WRITTEN INSTRUCTION 1:
Answer these from the forum thread about gravity acting on a massless body.
(a) What example of a massless object does the question give?
(b) According to the question, what force does equation (1) give for a massless object, and why?
(c) In what year, and during what event, did Dyson, Eddington and Davidson measure the displacement of starlight by the Sun's gravity?
WRITTEN INSTRUCTION 2: Write the next part of the forum thread about gravity acting on a massless body, picking up after its last sentence.

QUOTED TEXT:
What is the gravitational force acting on a massless body?

Question

It's a well known fact that acceleration due to gravity is independent of the mass of the accelerating body, and only depends on the mass of the body it is accelerating towards and the distance from it. One can prove this mathematically very easily.

$$F = \frac{GMm}{r^2}\tag1,$$

$$F = ma\tag2.$$

So, $ma = \frac{GMm}{r^2}$ and $m$ cancels out giving

$$a = \frac{GM}{r^2}.\tag3$$

But what if we are to consider the acceleration acting on a massless object (like a photon)? From equation $(3)$, there would still be an acceleration due to gravity, but from equation $(1)$, the product of the masses is zero, and therefore the force would be zero.

This means that the massless particle will experience acceleration with zero net force.

What is the contradiction here? Is it because we cannot divide by $m$ when $m$ is zero?

Answer 1

This question is definitely an interesting one: indeed, trying to work within Newtonian mechanics one finds themselves in an impasse. Should we take the result computed with $m = 0$ exactly, or the limit as $m \to 0$ as our prediction?

This was uncertain in 1919 when Dyson, Eddington and Davidson, during a solar eclipse, measured the displacement due to the Sun's gravity of the light coming from a star which appeared close to the Sun's surface.

STORED ROWS:
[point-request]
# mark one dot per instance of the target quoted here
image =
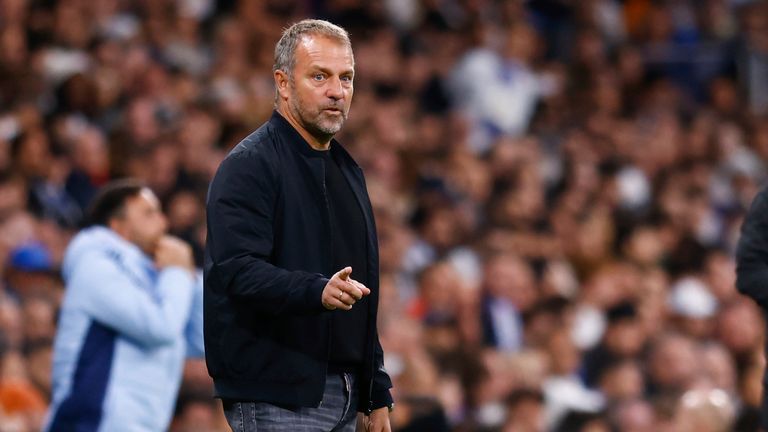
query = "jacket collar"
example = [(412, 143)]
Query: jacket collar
[(298, 143)]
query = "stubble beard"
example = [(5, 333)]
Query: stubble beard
[(317, 121)]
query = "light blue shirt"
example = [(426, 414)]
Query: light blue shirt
[(124, 331)]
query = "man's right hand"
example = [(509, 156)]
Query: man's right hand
[(172, 251), (341, 292)]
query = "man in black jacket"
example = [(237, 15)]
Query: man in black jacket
[(291, 339), (752, 266)]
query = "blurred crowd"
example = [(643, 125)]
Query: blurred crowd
[(558, 187)]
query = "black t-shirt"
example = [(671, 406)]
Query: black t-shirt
[(348, 248)]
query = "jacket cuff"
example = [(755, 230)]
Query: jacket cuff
[(315, 294), (381, 399)]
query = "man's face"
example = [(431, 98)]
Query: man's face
[(319, 92), (142, 222)]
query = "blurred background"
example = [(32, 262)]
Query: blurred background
[(558, 187)]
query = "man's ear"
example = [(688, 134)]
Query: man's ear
[(282, 82)]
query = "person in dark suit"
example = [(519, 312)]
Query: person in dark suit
[(752, 266), (291, 260)]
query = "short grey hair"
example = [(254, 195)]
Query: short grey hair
[(285, 50)]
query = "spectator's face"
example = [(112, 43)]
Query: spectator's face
[(319, 91), (670, 367), (142, 222), (624, 381)]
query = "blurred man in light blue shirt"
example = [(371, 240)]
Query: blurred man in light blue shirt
[(132, 312)]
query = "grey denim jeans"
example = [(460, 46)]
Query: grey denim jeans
[(337, 413)]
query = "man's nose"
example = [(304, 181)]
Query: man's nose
[(335, 88)]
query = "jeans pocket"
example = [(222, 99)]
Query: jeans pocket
[(233, 412)]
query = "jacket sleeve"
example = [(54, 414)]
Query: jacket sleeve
[(752, 252), (380, 395), (113, 298), (241, 205)]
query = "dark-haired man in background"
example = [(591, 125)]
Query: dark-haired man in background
[(132, 312)]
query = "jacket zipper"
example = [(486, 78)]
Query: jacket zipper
[(330, 230)]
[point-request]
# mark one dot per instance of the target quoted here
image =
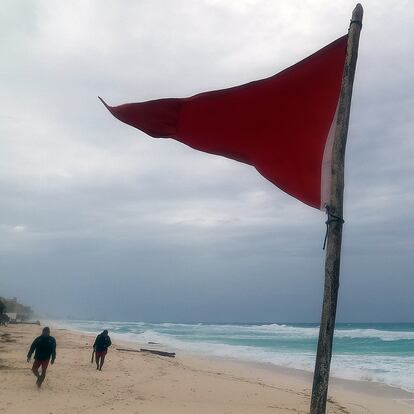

RESULT 1:
(a) A photon.
(b) Zero, because the product of the masses is zero.
(c) In 1919, during a solar eclipse.

RESULT 2:
They proposed three scenarios:

1. light could be completely unaffected by gravity (zero $a$);
2. it could be affected like an object with negligible but nonzero mass in Newtonian gravity;
3. it could obey the then-new theory of General Relativity, which turned out to predict twice the displacement of case 2.

As you can read in the freely-available paper, interpretation 2 was indeed considered quite a reasonable possibility, especially in light of the Equivalence Principle.

Still, the experiment agreed with case 3: the discussion is purely academic, since in the end light is curved by gravity according to General Relativity.

Answer 2

There are no mass-less particles in Newtonian mechanics and generally classical mechanics.

A photon belongs to the realm of quantum mechanics and special relativity. It cannot be accelerated because by mathematical construction of special relativity it always moves with speed c, the speed of light (as for all mass-less particles ).

At the quantum level force is represented by dp/dt in the interactions between particles, and a photon interacting with an effective quantum gravitational field has a momentum and it can change , but its speed will always be c.

Answer 3

Is it because we cannot divide by $m$ when $m$ is zero?

Yes. You have

$ma = \frac {GMm}{r^2}$

but you cannot cancel $m$ from both sides of this equation if $m=0$, since both sides then equal $0$ and $0/0$ is undefined.

In Newtonian mechanics we can conclude from $F = \frac {GMm}{r^2}$ that the gravitational force on a massless body is zero. So if gravity is the only force acting on a massless body then its acceleration is zero.

Answer 4

F=ma is a simplification of Newton's second law. Newton did not actually assume that mass is a constant. Newton's second law can be more correctly quoted "the time rate of change of the momentum of a body is equal in both magnitude and direction to the force imposed on it." And photons do have momentum.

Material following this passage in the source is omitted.